_EXCERPT:_
Contributor: Crystal Karges, MS, RDN, IBCLC Special Projects Coordinator at Eating Disorder Hope/Addiction Hope
There is a common misconception that individuals who struggle with addiction simply have a lack of “self-control” or tendency to overindulge.
However, the reality is that addiction is a complex disorder that often involves many different factors, including genetics, neurobiology, environment, family history, and much more. An individual who struggles with an addiction often repetitively engages in a dangerous cycle of behaviors in spite of negative consequences.
While this may be hard for outsides to understand, addicts often persist in their behaviors for some reason that is benefiting them.
For example, underlying mental illness is often associated and connected with addiction. A person struggling with substance abuse or alcoholism may have co-occurring mental illnesses, such as depression, that are left undiagnosed and untreated.
An individual who is struggling with severe depression or anxiety may turn to substances, such as illicit drugs, prescription drugs or alcohol, as an attempt to “cope” with the symptoms they may be experiencing.

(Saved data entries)
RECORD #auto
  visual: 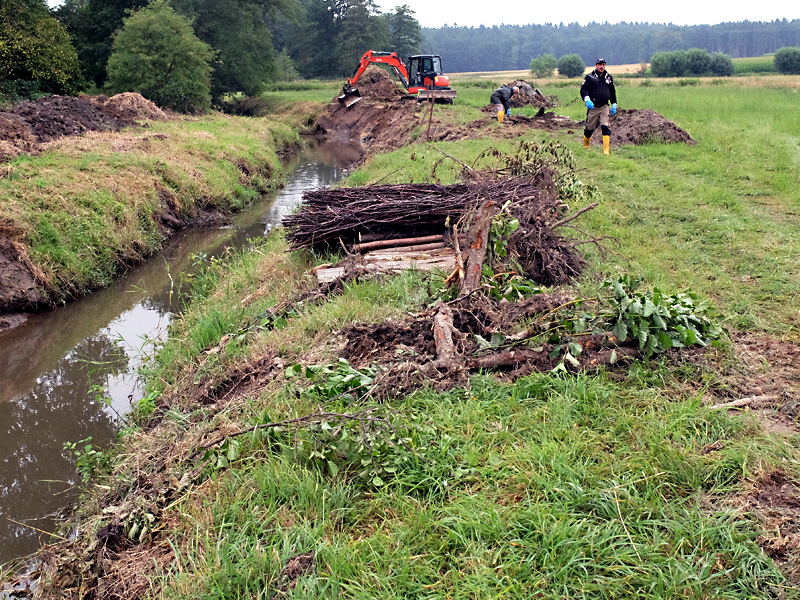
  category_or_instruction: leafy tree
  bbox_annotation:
[335,0,390,74]
[775,47,800,75]
[172,0,298,100]
[55,0,150,87]
[0,0,83,95]
[531,54,558,77]
[557,54,586,78]
[107,0,214,112]
[686,48,711,76]
[711,52,735,77]
[386,4,422,60]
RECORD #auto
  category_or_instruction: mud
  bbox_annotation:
[0,92,171,161]
[314,66,695,159]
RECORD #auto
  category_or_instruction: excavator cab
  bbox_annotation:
[408,54,456,104]
[338,50,456,108]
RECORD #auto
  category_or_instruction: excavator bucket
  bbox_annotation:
[337,86,361,108]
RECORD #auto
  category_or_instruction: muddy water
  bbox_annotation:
[0,138,358,564]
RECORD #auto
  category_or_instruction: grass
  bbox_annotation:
[4,78,800,599]
[0,115,298,301]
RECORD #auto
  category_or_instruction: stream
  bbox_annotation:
[0,144,359,565]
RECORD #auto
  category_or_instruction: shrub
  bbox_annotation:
[775,46,800,75]
[558,54,586,77]
[531,54,558,77]
[106,0,214,112]
[0,0,83,99]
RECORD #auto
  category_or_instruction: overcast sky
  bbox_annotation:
[376,0,800,27]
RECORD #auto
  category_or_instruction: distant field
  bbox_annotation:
[450,63,650,80]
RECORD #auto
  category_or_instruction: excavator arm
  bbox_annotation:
[338,50,456,107]
[339,50,408,106]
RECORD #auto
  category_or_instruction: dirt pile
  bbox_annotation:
[0,92,169,160]
[608,108,696,146]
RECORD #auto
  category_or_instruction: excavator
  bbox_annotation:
[338,50,456,107]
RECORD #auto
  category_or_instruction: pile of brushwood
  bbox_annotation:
[283,142,597,285]
[284,142,720,394]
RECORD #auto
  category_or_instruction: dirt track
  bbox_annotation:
[314,68,695,154]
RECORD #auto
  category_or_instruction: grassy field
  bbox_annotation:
[3,74,800,600]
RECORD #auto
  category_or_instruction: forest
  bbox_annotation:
[0,0,800,109]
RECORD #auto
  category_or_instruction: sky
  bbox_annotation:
[376,0,800,27]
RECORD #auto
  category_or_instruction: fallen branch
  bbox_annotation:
[550,202,600,229]
[709,394,778,410]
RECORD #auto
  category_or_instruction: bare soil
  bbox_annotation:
[314,67,695,158]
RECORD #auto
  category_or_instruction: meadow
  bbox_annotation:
[1,74,800,600]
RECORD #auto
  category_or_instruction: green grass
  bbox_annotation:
[0,115,298,301]
[158,375,791,598]
[7,72,800,600]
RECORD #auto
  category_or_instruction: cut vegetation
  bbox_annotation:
[5,72,800,599]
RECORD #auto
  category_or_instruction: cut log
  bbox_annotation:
[459,200,497,295]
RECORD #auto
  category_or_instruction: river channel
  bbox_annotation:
[0,144,358,565]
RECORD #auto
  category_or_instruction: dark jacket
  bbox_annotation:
[581,70,617,106]
[484,85,514,110]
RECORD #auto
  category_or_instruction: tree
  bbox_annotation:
[107,0,214,112]
[172,0,298,100]
[335,0,390,74]
[55,0,150,87]
[386,4,422,60]
[0,0,84,94]
[711,52,735,77]
[531,54,558,77]
[686,48,711,76]
[775,46,800,75]
[557,54,586,78]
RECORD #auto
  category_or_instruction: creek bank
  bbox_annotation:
[0,93,300,318]
[314,66,695,154]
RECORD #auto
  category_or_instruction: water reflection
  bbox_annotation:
[0,138,358,564]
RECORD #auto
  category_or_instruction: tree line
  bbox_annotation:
[422,19,800,73]
[0,0,800,110]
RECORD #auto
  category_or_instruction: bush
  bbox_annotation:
[775,46,800,75]
[711,52,734,77]
[558,54,586,77]
[106,0,214,112]
[531,54,558,77]
[650,48,734,77]
[0,0,84,99]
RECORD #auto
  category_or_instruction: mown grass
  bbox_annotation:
[0,115,298,301]
[352,77,800,340]
[7,80,800,599]
[133,229,798,598]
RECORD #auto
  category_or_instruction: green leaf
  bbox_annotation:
[611,319,628,343]
[658,331,672,350]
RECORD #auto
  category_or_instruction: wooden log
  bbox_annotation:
[370,241,446,254]
[433,300,456,365]
[353,235,442,252]
[459,200,496,295]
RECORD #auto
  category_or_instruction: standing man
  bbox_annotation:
[489,83,519,123]
[581,58,617,154]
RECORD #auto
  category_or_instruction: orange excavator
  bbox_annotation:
[339,50,456,107]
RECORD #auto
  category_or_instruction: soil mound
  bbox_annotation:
[608,108,696,146]
[0,92,170,161]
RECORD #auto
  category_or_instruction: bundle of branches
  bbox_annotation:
[283,184,471,250]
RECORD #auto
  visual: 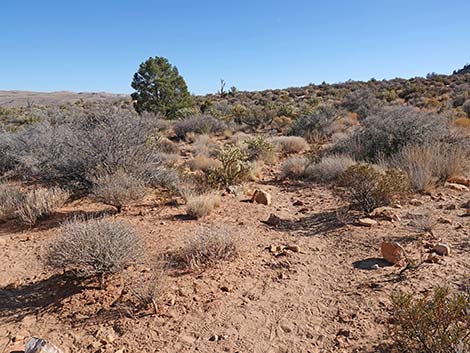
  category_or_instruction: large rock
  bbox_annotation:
[380,242,405,265]
[251,189,271,206]
[25,337,62,353]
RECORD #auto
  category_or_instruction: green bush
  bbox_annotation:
[339,164,409,212]
[391,287,470,353]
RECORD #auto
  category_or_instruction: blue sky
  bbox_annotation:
[0,0,470,94]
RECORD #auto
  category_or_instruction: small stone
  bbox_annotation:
[357,218,378,227]
[251,189,271,206]
[380,242,405,264]
[432,243,450,256]
[444,182,468,191]
[265,213,281,227]
[410,199,424,206]
[286,244,300,252]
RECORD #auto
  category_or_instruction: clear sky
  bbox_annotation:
[0,0,470,94]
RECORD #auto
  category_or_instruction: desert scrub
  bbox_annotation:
[338,164,409,212]
[45,219,144,284]
[15,187,70,226]
[207,145,250,186]
[281,156,312,179]
[181,227,239,269]
[0,183,23,222]
[386,143,466,192]
[186,192,220,219]
[245,136,277,164]
[390,287,470,353]
[271,136,309,154]
[92,170,146,212]
[173,115,227,138]
[304,155,356,182]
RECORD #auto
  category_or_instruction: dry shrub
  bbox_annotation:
[245,136,277,164]
[305,155,356,182]
[92,170,146,212]
[0,183,22,222]
[186,193,220,219]
[45,219,144,284]
[16,187,69,226]
[207,145,251,186]
[391,287,470,353]
[281,156,311,179]
[271,136,309,154]
[339,164,409,212]
[182,227,239,269]
[387,143,466,192]
[188,155,222,172]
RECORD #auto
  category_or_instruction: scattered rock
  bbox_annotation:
[447,178,470,187]
[380,242,405,264]
[357,218,378,227]
[286,244,300,252]
[444,182,468,191]
[369,207,400,222]
[410,199,424,206]
[432,243,450,256]
[25,337,62,353]
[251,189,271,206]
[265,213,281,227]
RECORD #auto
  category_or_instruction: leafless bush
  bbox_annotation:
[305,155,356,182]
[271,136,309,154]
[173,115,227,138]
[186,193,220,219]
[15,187,69,226]
[182,227,239,269]
[45,219,144,285]
[0,182,23,222]
[281,156,312,179]
[92,170,146,212]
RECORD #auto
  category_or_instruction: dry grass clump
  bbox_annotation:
[281,156,312,179]
[0,183,23,222]
[15,187,70,226]
[390,287,470,353]
[387,143,466,192]
[186,193,220,219]
[339,164,409,212]
[92,170,146,212]
[271,136,309,154]
[45,219,144,284]
[182,227,239,269]
[304,155,356,182]
[188,155,222,172]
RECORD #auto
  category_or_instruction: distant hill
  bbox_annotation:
[0,91,130,108]
[453,64,470,75]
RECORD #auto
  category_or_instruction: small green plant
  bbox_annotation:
[245,136,277,164]
[207,145,250,186]
[339,164,409,212]
[391,287,470,353]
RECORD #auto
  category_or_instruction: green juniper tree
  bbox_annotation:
[131,56,193,119]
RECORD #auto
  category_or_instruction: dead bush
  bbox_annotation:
[182,227,239,269]
[45,219,144,285]
[339,164,409,212]
[186,193,220,219]
[0,182,23,222]
[245,136,277,164]
[305,155,356,182]
[15,187,69,226]
[271,136,309,154]
[390,287,470,353]
[92,170,146,212]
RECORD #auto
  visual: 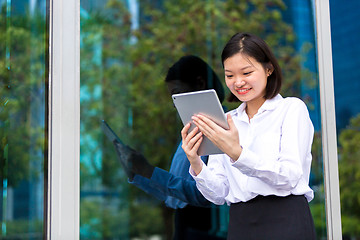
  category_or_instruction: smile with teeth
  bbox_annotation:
[236,88,251,94]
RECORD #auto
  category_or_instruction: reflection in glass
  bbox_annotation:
[330,0,360,240]
[80,0,326,239]
[0,0,48,239]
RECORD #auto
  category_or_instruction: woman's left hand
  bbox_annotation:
[192,114,242,161]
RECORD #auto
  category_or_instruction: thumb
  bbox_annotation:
[226,114,236,129]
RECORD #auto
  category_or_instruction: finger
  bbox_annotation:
[182,131,202,154]
[226,114,236,129]
[187,132,203,155]
[194,114,220,130]
[185,127,200,142]
[181,123,190,139]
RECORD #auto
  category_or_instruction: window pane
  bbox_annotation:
[80,0,326,239]
[0,0,48,239]
[330,0,360,239]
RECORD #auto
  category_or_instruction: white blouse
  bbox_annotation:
[189,94,314,205]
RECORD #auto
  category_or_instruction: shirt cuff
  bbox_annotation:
[189,161,202,179]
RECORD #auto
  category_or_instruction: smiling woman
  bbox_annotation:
[181,33,316,240]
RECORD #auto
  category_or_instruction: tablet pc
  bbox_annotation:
[172,89,229,156]
[101,120,123,144]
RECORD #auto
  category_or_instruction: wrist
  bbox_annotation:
[229,145,243,162]
[190,157,203,175]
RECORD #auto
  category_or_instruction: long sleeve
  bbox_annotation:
[233,100,313,191]
[190,95,314,204]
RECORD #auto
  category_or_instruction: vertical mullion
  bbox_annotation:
[48,0,80,239]
[316,0,342,240]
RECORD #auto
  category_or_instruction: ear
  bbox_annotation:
[266,63,274,76]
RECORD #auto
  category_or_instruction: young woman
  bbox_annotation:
[181,33,315,240]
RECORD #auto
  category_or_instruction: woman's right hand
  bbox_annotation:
[181,123,203,175]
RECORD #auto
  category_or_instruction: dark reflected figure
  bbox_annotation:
[116,56,224,240]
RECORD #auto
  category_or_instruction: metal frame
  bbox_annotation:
[46,0,80,239]
[315,0,342,240]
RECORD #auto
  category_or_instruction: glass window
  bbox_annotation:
[0,0,48,239]
[330,0,360,239]
[80,0,326,239]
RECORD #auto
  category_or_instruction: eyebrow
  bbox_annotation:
[225,65,252,72]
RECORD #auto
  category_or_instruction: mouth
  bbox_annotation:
[236,88,251,94]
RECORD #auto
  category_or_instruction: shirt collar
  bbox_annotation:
[236,94,283,121]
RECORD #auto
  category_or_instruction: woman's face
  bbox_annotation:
[224,53,271,104]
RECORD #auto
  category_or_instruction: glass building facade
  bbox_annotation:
[0,0,360,239]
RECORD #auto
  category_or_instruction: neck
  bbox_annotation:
[246,98,265,119]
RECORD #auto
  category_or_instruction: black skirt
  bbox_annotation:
[227,195,316,240]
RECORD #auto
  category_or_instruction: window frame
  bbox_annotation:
[46,0,80,239]
[315,0,342,240]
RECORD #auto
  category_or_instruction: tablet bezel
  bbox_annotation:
[172,89,229,156]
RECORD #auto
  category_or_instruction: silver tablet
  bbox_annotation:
[172,89,229,156]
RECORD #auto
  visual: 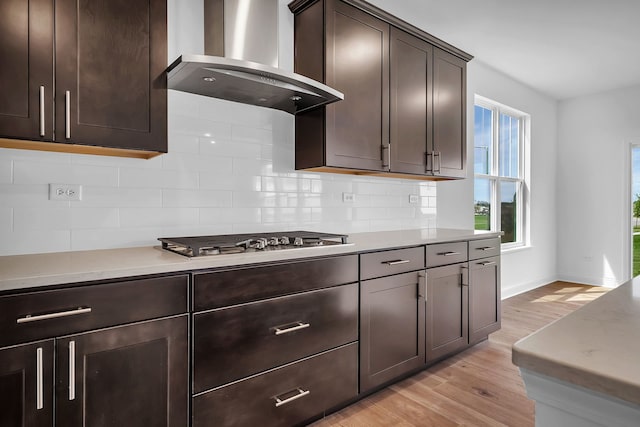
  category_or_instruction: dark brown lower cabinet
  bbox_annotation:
[0,340,53,427]
[56,314,189,427]
[426,262,469,362]
[360,271,425,392]
[469,256,501,344]
[192,343,358,427]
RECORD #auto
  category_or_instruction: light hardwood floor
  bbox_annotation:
[312,282,607,427]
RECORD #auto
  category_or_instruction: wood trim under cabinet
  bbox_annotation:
[0,138,164,159]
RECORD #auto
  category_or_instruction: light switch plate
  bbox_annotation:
[49,184,82,202]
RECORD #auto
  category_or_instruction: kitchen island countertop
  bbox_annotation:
[0,228,501,292]
[512,277,640,405]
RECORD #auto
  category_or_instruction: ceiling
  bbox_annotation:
[369,0,640,100]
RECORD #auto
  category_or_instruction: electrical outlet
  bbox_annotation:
[49,184,82,202]
[342,193,356,203]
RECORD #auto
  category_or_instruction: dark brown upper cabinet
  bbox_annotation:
[289,0,472,179]
[0,0,167,158]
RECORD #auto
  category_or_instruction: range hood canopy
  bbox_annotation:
[167,0,344,114]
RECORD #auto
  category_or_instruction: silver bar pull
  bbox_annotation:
[69,341,76,400]
[40,86,45,136]
[380,259,411,265]
[433,151,442,173]
[16,307,91,323]
[382,144,391,170]
[274,387,311,408]
[274,322,311,335]
[418,271,427,301]
[36,347,44,409]
[460,266,469,286]
[64,91,71,139]
[438,251,460,256]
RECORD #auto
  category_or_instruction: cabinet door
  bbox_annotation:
[56,315,189,427]
[430,48,467,178]
[0,340,53,427]
[55,0,167,152]
[326,0,389,170]
[360,272,425,392]
[389,27,433,175]
[427,263,469,361]
[469,257,501,343]
[0,0,53,140]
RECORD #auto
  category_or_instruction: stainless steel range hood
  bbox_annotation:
[167,0,344,114]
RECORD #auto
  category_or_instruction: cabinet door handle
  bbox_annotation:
[438,251,462,256]
[16,307,91,323]
[274,387,311,408]
[64,91,71,139]
[69,341,76,400]
[273,322,311,335]
[36,347,44,409]
[40,86,45,136]
[418,271,427,301]
[460,265,469,286]
[380,259,411,265]
[382,144,391,170]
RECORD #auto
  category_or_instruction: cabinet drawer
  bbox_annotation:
[192,343,358,427]
[469,237,500,261]
[427,242,467,268]
[360,246,424,280]
[193,283,358,393]
[193,255,358,311]
[0,275,188,347]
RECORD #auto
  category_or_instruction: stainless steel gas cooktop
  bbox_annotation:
[158,231,348,257]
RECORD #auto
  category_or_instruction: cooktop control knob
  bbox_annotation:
[268,237,280,246]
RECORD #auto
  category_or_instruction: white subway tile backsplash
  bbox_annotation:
[162,189,232,208]
[200,208,262,226]
[0,208,13,233]
[120,208,200,228]
[0,229,71,256]
[0,95,437,255]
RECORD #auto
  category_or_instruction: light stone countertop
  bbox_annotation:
[513,277,640,405]
[0,228,501,292]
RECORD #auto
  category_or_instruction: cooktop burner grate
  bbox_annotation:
[158,231,348,257]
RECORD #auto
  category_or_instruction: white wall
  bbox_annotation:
[437,60,557,297]
[0,0,436,255]
[558,86,640,286]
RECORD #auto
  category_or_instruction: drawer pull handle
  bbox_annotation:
[274,322,311,335]
[16,307,91,323]
[381,259,411,265]
[438,251,461,256]
[274,388,311,408]
[69,341,76,400]
[36,347,44,409]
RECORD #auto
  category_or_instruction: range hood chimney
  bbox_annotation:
[167,0,344,114]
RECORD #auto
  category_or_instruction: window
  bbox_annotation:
[473,96,529,248]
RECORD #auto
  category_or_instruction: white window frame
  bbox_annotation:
[474,95,531,250]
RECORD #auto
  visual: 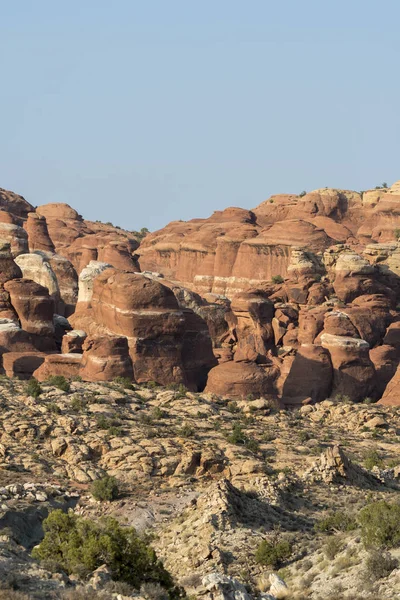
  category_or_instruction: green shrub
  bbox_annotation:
[322,536,342,560]
[25,377,43,398]
[90,475,119,502]
[255,539,292,569]
[227,423,246,444]
[70,396,89,412]
[358,500,400,548]
[272,275,285,283]
[314,510,357,533]
[114,377,134,390]
[46,402,61,415]
[46,375,71,392]
[365,549,399,581]
[32,510,184,599]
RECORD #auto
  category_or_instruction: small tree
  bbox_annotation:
[358,500,400,548]
[32,510,185,600]
[90,475,119,502]
[46,375,71,392]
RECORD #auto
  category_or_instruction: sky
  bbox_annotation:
[0,0,400,230]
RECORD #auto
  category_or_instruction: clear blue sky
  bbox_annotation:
[0,0,400,229]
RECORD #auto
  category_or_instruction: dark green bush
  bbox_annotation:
[314,510,357,533]
[25,377,43,398]
[90,475,119,502]
[255,540,292,569]
[358,500,400,548]
[322,536,343,560]
[46,375,71,392]
[32,510,184,599]
[114,377,134,390]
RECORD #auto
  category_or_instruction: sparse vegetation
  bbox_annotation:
[46,375,71,392]
[25,377,43,398]
[314,510,357,533]
[271,275,285,284]
[32,510,183,599]
[322,536,343,560]
[365,548,399,581]
[358,500,400,548]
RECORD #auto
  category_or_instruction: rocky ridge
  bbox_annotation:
[0,184,400,406]
[0,378,400,600]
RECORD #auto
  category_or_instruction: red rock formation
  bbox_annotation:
[4,279,54,338]
[36,203,138,274]
[379,365,400,406]
[25,213,55,252]
[61,329,87,354]
[321,333,377,402]
[282,344,333,406]
[79,336,133,381]
[33,354,82,381]
[3,352,46,379]
[0,188,34,224]
[205,361,278,399]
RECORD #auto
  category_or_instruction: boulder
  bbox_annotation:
[79,336,133,381]
[46,253,78,317]
[0,242,22,286]
[379,365,400,406]
[4,279,54,337]
[321,333,377,402]
[15,252,60,307]
[205,361,278,399]
[61,329,87,354]
[0,188,34,223]
[25,212,55,252]
[0,222,29,258]
[77,260,111,310]
[33,354,82,381]
[282,344,333,406]
[3,351,46,379]
[231,290,274,364]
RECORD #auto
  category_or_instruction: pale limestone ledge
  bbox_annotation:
[321,333,369,350]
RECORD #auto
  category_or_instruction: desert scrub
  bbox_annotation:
[46,375,71,392]
[271,275,284,284]
[226,423,260,453]
[32,510,184,600]
[358,500,400,548]
[322,536,343,560]
[314,510,357,533]
[25,377,43,398]
[364,450,384,471]
[255,539,292,569]
[177,423,195,438]
[90,475,119,502]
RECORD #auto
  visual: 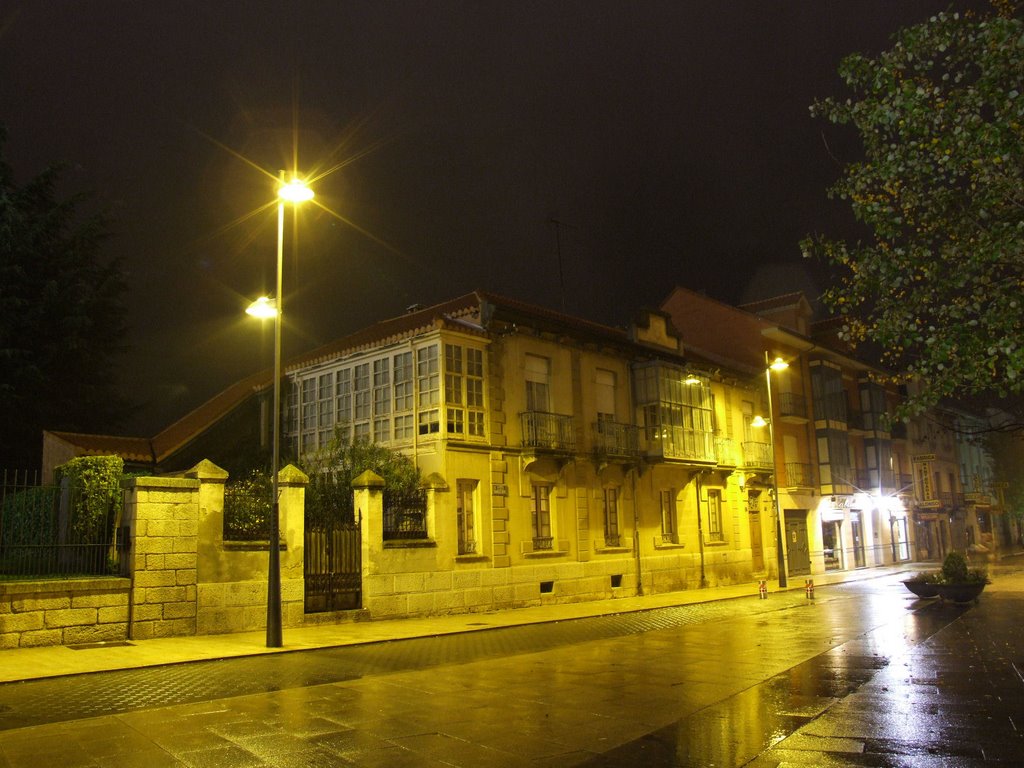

_EXERCISE 1:_
Retype the passage on addiction word for word, starting at "For example, underlying" and ending at "may be experiencing.".
_EXERCISE 2:_
Continue the passage on addiction from its last sentence.

_EXERCISE ANSWER 1:_
For example, underlying mental illness is often associated and connected with addiction. A person struggling with substance abuse or alcoholism may have co-occurring mental illnesses, such as depression, that are left undiagnosed and untreated.
An individual who is struggling with severe depression or anxiety may turn to substances, such as illicit drugs, prescription drugs or alcohol, as an attempt to “cope” with the symptoms they may be experiencing.

_EXERCISE ANSWER 2:_
Any type of addiction can develop alongside underlying depression, whether to substances, alcohol, or sexual behaviors, and as long as a person is untreated for this mental illness, the addiction will continue to serve a purpose. An individual addicted to sex and who is also dealing with underlying depression may continue on in their behaviors until the depression is addressed and effectively treated.
A sexual addiction that is fueled by underlying depression cannot be resolved until the depression has been acknowledged and treated as well.
If you or a loved one has been dealing with an addiction to sex as well as depression, it is important to seek out professional help and assistance for addressing these complex disorders.
Many treatments are available for helping an individual effectively heal from depression and finding ways to manage a sexual addiction, which can ultimately lead to greater satisfaction and freedom in life.
A combination of therapies, including behavioral therapy and pharmacotherapy, may be helpful in treating both the depression and sexual addiction. Talk with someone you trust to begin your road to recovery today.
Community Discussion – Share your thoughts here!
If you have been in recovery for sexual addiction, did you also struggle with depression? How did you address this in your treatment and with professional assistance?
About the Author: Crystal is a Masters-level Registered Dietitian Nutritionist (RDN) with a specialty focus in eating disorders, maternal/child health and wellness, and intuitive eating. Combining clinical experience with a love of social media and writing, Crystal serves as the Special Projects Coordinator for Eating Disorder Hope/Addiction Hope, where her passion to help others find recovery and healing is integrated into each part of her work.
As a Certified Intuitive Eating Counselor, Crystal has dedicated her career to helping others establish a healthy relationship with food and body through her work with EDH/AH and nutrition private practice.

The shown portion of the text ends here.